### INFORMATION
========================================================================

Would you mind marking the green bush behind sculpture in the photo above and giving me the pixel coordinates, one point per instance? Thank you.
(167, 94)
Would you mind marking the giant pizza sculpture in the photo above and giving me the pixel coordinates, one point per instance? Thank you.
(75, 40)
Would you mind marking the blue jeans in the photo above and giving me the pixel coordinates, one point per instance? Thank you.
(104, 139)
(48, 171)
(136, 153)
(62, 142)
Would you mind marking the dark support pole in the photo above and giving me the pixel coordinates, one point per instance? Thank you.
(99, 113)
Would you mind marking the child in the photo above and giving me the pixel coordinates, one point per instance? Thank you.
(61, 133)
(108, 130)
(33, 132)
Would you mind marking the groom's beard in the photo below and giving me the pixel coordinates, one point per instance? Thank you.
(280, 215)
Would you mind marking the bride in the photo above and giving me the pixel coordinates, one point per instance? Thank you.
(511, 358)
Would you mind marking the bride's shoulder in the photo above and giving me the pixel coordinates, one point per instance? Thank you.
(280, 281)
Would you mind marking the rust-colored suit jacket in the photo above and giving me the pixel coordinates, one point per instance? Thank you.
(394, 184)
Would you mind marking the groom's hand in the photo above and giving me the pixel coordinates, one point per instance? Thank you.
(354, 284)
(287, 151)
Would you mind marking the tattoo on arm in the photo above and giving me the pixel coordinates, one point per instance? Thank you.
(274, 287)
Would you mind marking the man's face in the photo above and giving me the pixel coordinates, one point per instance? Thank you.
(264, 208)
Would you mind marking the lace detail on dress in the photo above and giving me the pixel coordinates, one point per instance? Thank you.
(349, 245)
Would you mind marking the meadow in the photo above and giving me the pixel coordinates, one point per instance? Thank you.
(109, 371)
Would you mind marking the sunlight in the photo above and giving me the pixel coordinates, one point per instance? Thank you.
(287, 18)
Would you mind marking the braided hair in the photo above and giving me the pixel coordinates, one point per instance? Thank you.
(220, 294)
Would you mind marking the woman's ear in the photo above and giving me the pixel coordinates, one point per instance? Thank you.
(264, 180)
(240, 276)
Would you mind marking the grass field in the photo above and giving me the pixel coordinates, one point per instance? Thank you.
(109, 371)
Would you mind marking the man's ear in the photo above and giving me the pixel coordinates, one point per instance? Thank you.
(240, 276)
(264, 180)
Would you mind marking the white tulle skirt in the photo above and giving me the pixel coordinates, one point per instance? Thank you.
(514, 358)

========================================================================

### EXERCISE REQUIREMENTS
Copy every record exactly.

### TASK OUTPUT
Would you mind marking the green bush behind sculpture in the photo above and giving me the pixel coordinates, one point per instance? Thank you.
(167, 94)
Would you mind marking the giant pizza sculpture in the photo above and giving me the pixel coordinates, one point per instance? Thank you.
(75, 40)
Would you mind marking the blue jeans in the photo above and giving me the pixel coordinates, one point per instance? Thank you.
(104, 139)
(48, 171)
(136, 153)
(62, 142)
Would you mind marking the dark support pole in the photo above and giving me the pixel coordinates, one point per instance? Thank you.
(99, 113)
Would you mind marking the child in the photo above and giving me the pixel coordinates, one point per instance? Thank you.
(61, 133)
(108, 130)
(33, 132)
Would you mind marking the groom's beard in the photo below and giving me the pixel coordinates, one point per instance? Thank you.
(280, 215)
Would you mind marking the bride in the photo above and giving me the pixel coordinates, one point per instance? Thank you.
(511, 358)
Would you mind marking the bride's shoulder in the photo above and giving me the pixel coordinates, one point per instance? Thank you.
(280, 281)
Would you mind marking the rust-colored suit jacket in the photo above and giving me the pixel coordinates, one point per instance? Thank you.
(394, 184)
Would you mind marking the groom's hand in the photo above and giving me the pixel coordinates, one point per instance? Thank you.
(354, 284)
(287, 151)
Would you mind marking the tattoo on arm in the photo above and giving me the pixel coordinates, one point per instance? Thank you.
(274, 287)
Would you mind marking the man's face in the photo above and giving me the pixel coordinates, one point per instance? Thank you.
(264, 208)
Would you mind marking the lace detail on dress in the photo above and giving me the pixel coordinates, one point per instance? Thank you.
(349, 245)
Would you mind marking the meadow in the photo above and giving me the pixel coordinates, one point per instance? Thank you.
(109, 371)
Would you mind marking the sunlight in the photo above and giving me the pixel coordinates, one point per instance? Thank you.
(287, 18)
Would you mind marking the braided hair in the photo above and giving me the pixel coordinates, one point per instance? Thank you.
(220, 294)
Would you mind marking the woman's ear in the photo above and giving me the pixel coordinates, one point per instance? Thank you.
(264, 180)
(240, 276)
Would you mind marking the grass field in the photo above and giving me the pixel coordinates, one point per instance? Thank you.
(109, 371)
Would you mind marking the man's ear in the photo above and giving me the pixel coordinates, one point per instance? Thank you.
(240, 276)
(264, 180)
Would you mind marking the white tulle skirt in the photo above and giving me the pixel coordinates, one point per instance? Thank you.
(514, 358)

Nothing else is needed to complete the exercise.